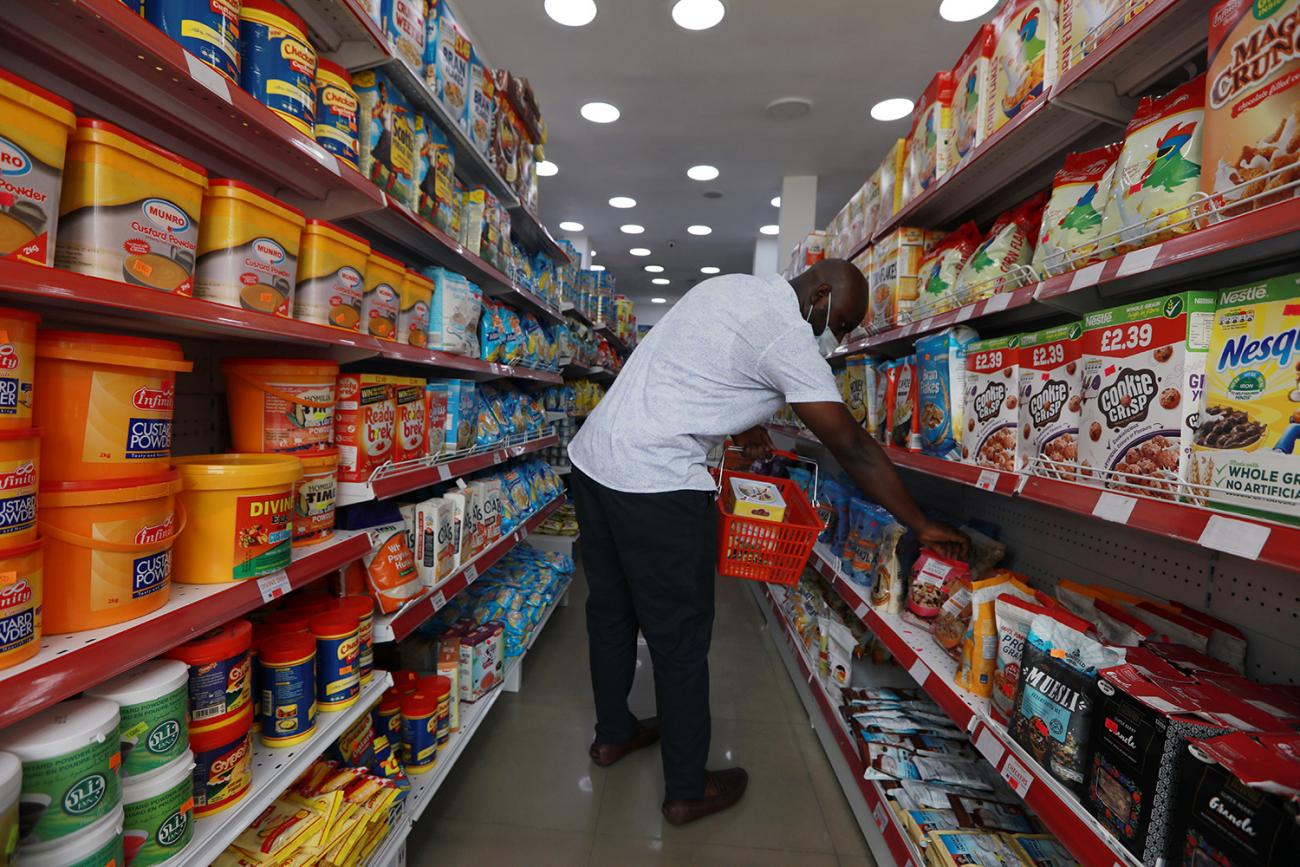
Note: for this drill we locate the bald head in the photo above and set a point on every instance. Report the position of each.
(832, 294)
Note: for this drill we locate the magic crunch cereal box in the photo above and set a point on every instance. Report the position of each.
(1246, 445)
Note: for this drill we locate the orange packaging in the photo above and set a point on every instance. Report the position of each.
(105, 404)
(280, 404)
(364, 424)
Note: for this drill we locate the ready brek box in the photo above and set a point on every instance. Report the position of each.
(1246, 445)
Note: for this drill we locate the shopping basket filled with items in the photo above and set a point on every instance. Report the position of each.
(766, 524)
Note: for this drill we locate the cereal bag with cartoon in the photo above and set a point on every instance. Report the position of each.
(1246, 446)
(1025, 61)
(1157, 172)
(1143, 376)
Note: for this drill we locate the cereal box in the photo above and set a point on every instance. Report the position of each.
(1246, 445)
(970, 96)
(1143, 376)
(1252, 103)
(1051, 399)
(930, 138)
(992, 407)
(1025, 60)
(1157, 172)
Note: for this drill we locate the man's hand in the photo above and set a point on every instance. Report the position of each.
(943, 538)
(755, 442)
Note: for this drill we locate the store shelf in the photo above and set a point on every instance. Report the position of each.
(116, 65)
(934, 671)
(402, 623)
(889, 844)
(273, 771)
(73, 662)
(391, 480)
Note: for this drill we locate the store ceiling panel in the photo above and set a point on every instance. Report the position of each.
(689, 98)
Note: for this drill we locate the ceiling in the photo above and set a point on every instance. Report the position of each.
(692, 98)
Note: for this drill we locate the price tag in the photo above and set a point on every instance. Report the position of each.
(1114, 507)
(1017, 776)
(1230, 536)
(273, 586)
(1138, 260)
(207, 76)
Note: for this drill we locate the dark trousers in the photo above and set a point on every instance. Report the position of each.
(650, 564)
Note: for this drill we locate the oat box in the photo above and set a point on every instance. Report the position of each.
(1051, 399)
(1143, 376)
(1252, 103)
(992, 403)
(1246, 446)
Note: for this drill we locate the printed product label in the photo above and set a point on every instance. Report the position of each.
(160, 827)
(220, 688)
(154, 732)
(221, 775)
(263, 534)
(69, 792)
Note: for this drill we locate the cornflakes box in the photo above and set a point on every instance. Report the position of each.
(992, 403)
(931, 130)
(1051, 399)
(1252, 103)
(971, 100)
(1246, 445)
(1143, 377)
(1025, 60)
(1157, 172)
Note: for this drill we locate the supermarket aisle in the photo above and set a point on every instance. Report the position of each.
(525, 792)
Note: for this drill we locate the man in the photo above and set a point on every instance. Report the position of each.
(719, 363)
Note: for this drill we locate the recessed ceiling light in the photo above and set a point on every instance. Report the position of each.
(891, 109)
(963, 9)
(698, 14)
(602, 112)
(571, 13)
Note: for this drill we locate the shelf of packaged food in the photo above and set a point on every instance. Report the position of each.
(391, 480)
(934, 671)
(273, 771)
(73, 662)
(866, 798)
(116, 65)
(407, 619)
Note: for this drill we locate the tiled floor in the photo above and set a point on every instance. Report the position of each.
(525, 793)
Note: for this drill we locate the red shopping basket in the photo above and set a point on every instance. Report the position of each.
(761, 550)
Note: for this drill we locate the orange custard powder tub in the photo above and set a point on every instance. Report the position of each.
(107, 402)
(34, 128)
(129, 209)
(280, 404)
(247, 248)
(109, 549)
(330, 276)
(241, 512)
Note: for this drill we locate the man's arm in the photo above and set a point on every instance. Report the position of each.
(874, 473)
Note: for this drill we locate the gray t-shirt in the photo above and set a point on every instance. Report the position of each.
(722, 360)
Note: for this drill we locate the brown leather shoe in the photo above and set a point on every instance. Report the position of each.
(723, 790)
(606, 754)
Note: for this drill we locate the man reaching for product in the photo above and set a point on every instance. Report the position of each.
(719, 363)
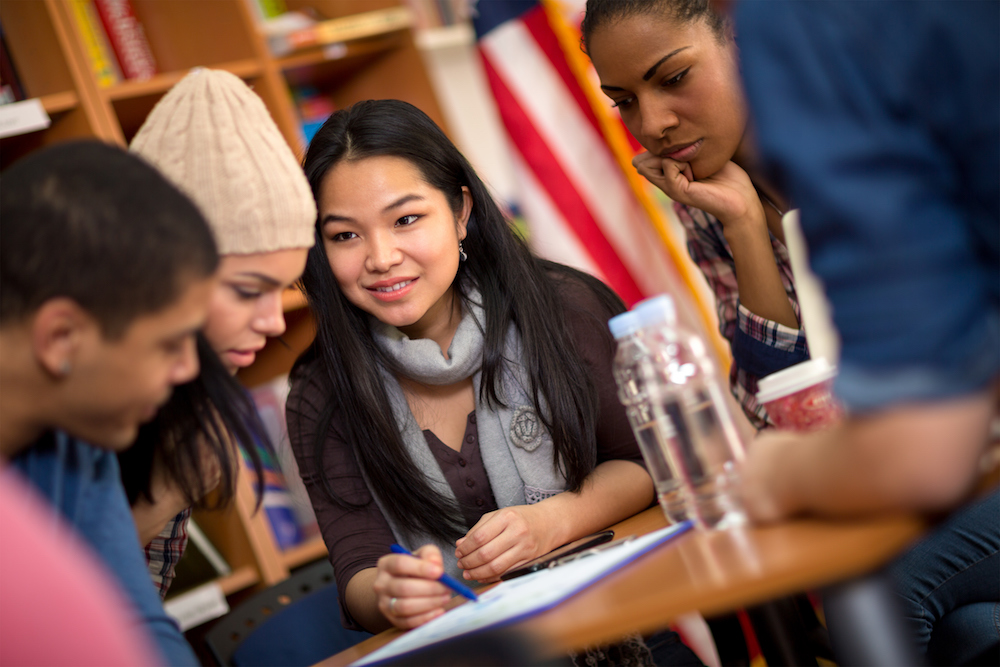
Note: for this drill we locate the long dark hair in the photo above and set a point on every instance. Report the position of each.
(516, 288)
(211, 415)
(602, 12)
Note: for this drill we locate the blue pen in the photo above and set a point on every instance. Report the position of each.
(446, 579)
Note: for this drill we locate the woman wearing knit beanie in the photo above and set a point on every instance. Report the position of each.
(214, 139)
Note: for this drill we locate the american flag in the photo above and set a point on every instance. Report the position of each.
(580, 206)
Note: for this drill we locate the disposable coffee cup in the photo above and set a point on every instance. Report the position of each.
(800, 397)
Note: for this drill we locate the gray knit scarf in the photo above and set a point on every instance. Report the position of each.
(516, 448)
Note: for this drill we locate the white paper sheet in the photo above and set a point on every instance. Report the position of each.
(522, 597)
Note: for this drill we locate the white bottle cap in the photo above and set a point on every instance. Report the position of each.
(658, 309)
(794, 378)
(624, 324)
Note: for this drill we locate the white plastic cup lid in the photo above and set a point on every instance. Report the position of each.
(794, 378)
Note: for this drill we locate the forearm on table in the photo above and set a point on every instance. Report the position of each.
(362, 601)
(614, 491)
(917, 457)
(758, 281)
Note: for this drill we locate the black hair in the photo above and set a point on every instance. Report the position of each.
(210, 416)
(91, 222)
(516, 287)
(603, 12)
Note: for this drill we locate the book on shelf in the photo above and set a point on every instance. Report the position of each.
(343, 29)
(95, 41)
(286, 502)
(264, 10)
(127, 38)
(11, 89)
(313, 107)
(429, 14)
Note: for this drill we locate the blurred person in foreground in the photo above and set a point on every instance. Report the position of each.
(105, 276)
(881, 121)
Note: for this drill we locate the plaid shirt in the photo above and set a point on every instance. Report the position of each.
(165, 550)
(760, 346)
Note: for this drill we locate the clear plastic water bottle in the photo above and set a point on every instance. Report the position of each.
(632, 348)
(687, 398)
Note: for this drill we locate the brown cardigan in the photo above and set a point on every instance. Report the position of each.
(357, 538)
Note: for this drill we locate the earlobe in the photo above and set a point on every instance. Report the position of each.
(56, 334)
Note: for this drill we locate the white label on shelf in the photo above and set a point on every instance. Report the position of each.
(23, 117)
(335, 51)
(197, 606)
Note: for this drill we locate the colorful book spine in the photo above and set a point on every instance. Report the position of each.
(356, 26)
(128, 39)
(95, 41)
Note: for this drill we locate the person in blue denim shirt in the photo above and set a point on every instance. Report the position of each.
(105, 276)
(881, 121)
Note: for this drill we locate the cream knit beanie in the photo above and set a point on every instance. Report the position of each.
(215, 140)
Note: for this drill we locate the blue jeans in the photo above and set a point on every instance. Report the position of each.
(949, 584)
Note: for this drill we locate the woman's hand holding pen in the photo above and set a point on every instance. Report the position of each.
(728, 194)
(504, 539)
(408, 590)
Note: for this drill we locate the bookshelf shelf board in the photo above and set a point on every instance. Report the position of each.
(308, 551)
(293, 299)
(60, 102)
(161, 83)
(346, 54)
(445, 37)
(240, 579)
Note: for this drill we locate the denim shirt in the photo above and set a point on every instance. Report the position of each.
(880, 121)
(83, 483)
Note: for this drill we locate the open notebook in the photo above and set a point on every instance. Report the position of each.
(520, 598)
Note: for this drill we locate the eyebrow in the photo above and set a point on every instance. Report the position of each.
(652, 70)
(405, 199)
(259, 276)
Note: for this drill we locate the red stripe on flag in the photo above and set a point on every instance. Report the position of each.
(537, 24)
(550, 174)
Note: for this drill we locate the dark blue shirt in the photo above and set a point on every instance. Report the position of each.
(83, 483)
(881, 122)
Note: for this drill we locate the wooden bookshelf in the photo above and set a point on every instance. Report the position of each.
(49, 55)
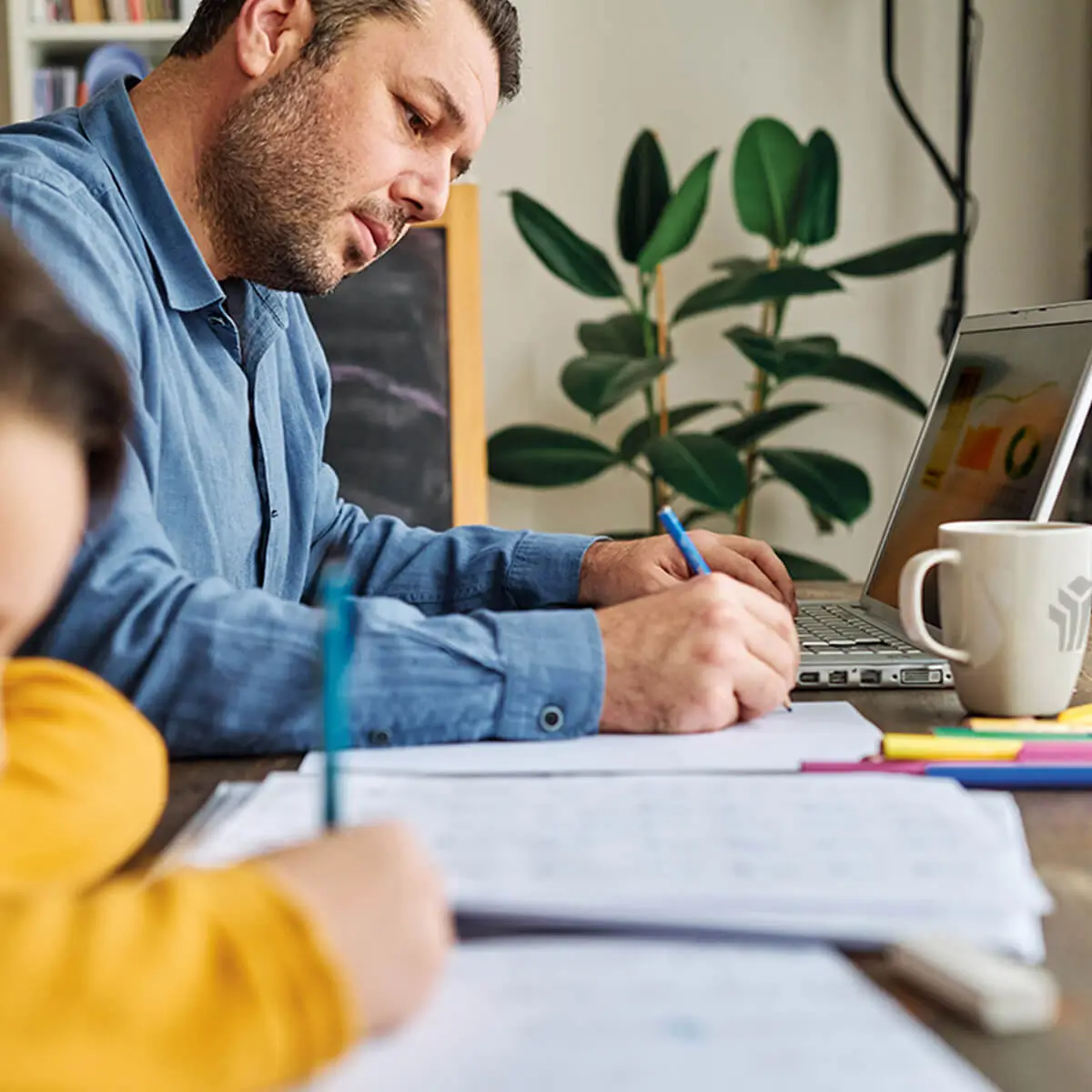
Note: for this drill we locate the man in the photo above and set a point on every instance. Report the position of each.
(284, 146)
+===+
Exercise instructions:
Print the listing exactly. No pictures belong in the copy.

Written answer:
Note: for this drill we locate the bald head in the photo above and set a point on every instance. Report the position of each.
(832, 294)
Note: for this drill we locate the magic crunch cereal box in the photo above and set a point on every instance. Report the position of each.
(1246, 445)
Note: for this drill we locate the orange packaging in the photo above and set a point on every instance. Report the position of each.
(105, 404)
(280, 404)
(364, 424)
Note: for this drill we locate the ready brek box in the photo above and set a point on every instance. Report the position of each.
(1246, 445)
Note: for this drill we locate the shopping basket filled with items in the photo above and set a point on every instance. Report the position of each.
(766, 524)
Note: for this drill we locate the cereal bag with cartoon in the photo above and set a point on every instance. Report the position of each.
(1246, 446)
(1025, 61)
(1157, 172)
(1143, 376)
Note: for this drill we locate the cereal box in the photo above and set a point on every instance. Report the position of each.
(1246, 445)
(970, 96)
(1143, 376)
(1252, 103)
(1051, 399)
(930, 138)
(992, 407)
(1025, 60)
(1157, 172)
Note: for this drill we locate the man's hand in the photo above and set a point on every instance. Report the position of each.
(943, 538)
(755, 442)
Note: for this drill we locate the store shelf in the photo above and set a point on every instance. Report the position of each.
(116, 65)
(934, 671)
(402, 623)
(889, 844)
(273, 771)
(73, 662)
(391, 480)
Note: for this drill we locate the store ceiling panel in the photo above and set a point on every instance. Report the position of each.
(689, 98)
Note: for this drill we locate the ceiling in the photo above and set a point on every instance. Report the position of each.
(692, 98)
Note: for this drill we locate the price tag in the photo above and set a point on every instance. Report the position of each.
(1114, 507)
(1017, 776)
(1230, 536)
(273, 586)
(1138, 260)
(207, 76)
Note: for this drill we locate the dark trousers in the photo above and set a point on every instance. Report the position of each.
(650, 564)
Note: for this drill we locate the oat box in the photo above and set a point on every instance. Report the position of each.
(1051, 399)
(1143, 376)
(1252, 103)
(992, 403)
(1246, 446)
Note: for this drill we locate the printed product label in the photo above and set a point on every instance. Report the position of each.
(160, 827)
(220, 688)
(154, 732)
(221, 775)
(263, 534)
(69, 792)
Note: for this drill we locate the cornflakes box in the photo above and set a point on every instance. Report the position of each.
(992, 403)
(931, 130)
(1051, 399)
(1252, 103)
(971, 100)
(1246, 445)
(1143, 377)
(1025, 60)
(1157, 172)
Note: for this drill we locate the supermarket aisle in the photo above and set a point on every instance. Report the position of each.
(525, 792)
Note: for this drill we locate the man in the photo above and set a point on every instance. Report the position of each.
(719, 363)
Note: for this drill we locate the recessed ceiling light in the photo above and set a point on every instance. Report the position of each.
(891, 109)
(963, 9)
(698, 14)
(602, 112)
(571, 13)
Note: for this drill we locate the shelf of packaged food in the photo above and set a point on every instance. Report the position of each.
(391, 480)
(934, 671)
(273, 771)
(73, 662)
(866, 798)
(116, 65)
(407, 619)
Note: for this drill we locate the tiled floor in the photo above and set a point on every instance. Report the position of each.
(525, 793)
Note: for this drill we locate the red shopping basket in the photo above and set a point on every instance. Report the position of each.
(761, 550)
Note: for this drill we locate the orange custard powder tub in the photo above and set a point on every instance. Report the position of each.
(107, 402)
(34, 128)
(129, 209)
(280, 404)
(247, 248)
(109, 549)
(330, 276)
(241, 512)
Note: for this drill we locate the man's arm in the photo above and set a point on every instance. Report the position of each.
(874, 473)
Note: for this drill we locate the gray t-shirt in the photo above and set a point on every instance. Report the position of each.
(722, 360)
Note: for this drill we locate the brown leather shoe in the photo above and set a point on every instance. Report the position of each.
(723, 790)
(606, 754)
Note: for this drill we locate the man reaching for product in the photo above and set a point on every instance. Report the position of each.
(719, 363)
Note: for this drill we locate the long dark hair in the photo above and set a point on every instance. Report the position of each.
(516, 288)
(211, 415)
(602, 12)
Note: for this drill we locate the blue pen in the photo above and set a point on every instance. Report the position of each.
(446, 579)
Note: for this drill we locate the woman wearing knit beanie in the photo above and set a point on every instance. Report the position of each.
(214, 139)
Note: for this drill we locate the american flag in the photo above and set a point on every instance. Report the position of each.
(580, 206)
Note: for this drill we locate the disposable coffee cup in the photo above and set a point on every instance. Report the position of each.
(800, 397)
Note: for this drill we locate the gray knit scarf in the photo above and set a point on every instance. Report the position of each.
(516, 448)
Note: for this drill we locate the white paper sheet in the photo above and set a point on every instance. Report the position of each.
(522, 597)
Note: for this drill we locate the white bottle cap in the photo above and set a point on every instance. Report the position of each.
(658, 309)
(794, 378)
(624, 324)
Note: for this drill we locate the white plastic cup lid in the photo above and set a point on every instance. Report the position of each.
(794, 378)
Note: for this drill we locate the forearm on table in the photo above and set a point on every instance. Report the position of each.
(362, 601)
(614, 491)
(917, 457)
(758, 281)
Note: for this drill we locate the black hair in the photo above and set a point on every instance. Report the position of each.
(210, 416)
(91, 222)
(516, 287)
(603, 12)
Note: for this drill we locate the book on shelf in the photo above and set a point on every instance. Report the position of each.
(343, 29)
(95, 41)
(286, 502)
(264, 10)
(127, 38)
(11, 89)
(313, 107)
(429, 14)
Note: for this drill we locate the blurred person in foreground in the photo above and set a point on every instance. Report the position of each.
(105, 276)
(881, 121)
Note: for this drill we locate the plaid shirt in the photo above and set a point on every instance. Report the position of each.
(165, 550)
(760, 346)
Note: for this drill we locate the clear plastic water bottle in the photo above and set a point on every instance. Report the position of each.
(632, 348)
(687, 398)
Note: for this drill we locate the brown cardigan in the photo above and set a point on every instance. Report the position of each.
(357, 538)
Note: for this drill we locate the earlobe in the photo above and set a point on every instance. Report the position of each.
(56, 334)
Note: for this drill we locate the white label on shelf in the photo above and set a point on every instance. Report the position of each.
(23, 117)
(335, 51)
(197, 606)
Note: for this drill we locate the colorful book spine in the photo above and set a point on every instance. Report the position of each.
(356, 26)
(128, 39)
(95, 41)
Note: for this drill we locate the person in blue denim shirt in the photo above and set a point on every instance. Report the position of each.
(105, 276)
(881, 121)
Note: for this drill we locate the cream knit beanie in the photo above and set a point on every instance. Report the position of each.
(215, 140)
Note: for this drill we locate the blue jeans in the photo above and set a point on every instance. Report the position of each.
(949, 584)
Note: for this drill we locate the woman's hand holding pen in the photo above and set a point on every instance. Report the position of each.
(728, 194)
(504, 539)
(408, 590)
Note: for this drill we locate the bookshelf shelf board in the photo above and set a point on every instance. Report the position of each.
(308, 551)
(293, 299)
(60, 102)
(161, 83)
(346, 54)
(445, 37)
(240, 579)
Note: for this drill we locate the denim shirt in the photo above and set a point on every instance. Report the position of each.
(880, 121)
(83, 483)
Note: for this drill we locate the open notebook in the photo above and set a point on every instance. Report the position of each.
(520, 598)
Note: for this drill we locate the eyebrow in the photo above and set a point on every instance. Report the position of each.
(652, 70)
(405, 199)
(259, 276)
Note: for this drill we locate the red stripe on flag in the photo above and set a point on every instance. Report the position of each.
(537, 24)
(550, 174)
Note: for this drill we locate the dark blue shirt in the photo above and set a point on every instance. Report the position of each.
(83, 483)
(881, 122)
Note: for this drill we locate the wooden bookshelf in the photo above and set a point on every instance. Report the position of each.
(49, 55)
Note: for this drill we locate the man in the photo above and set a point on every instance. Report the position of each.
(284, 146)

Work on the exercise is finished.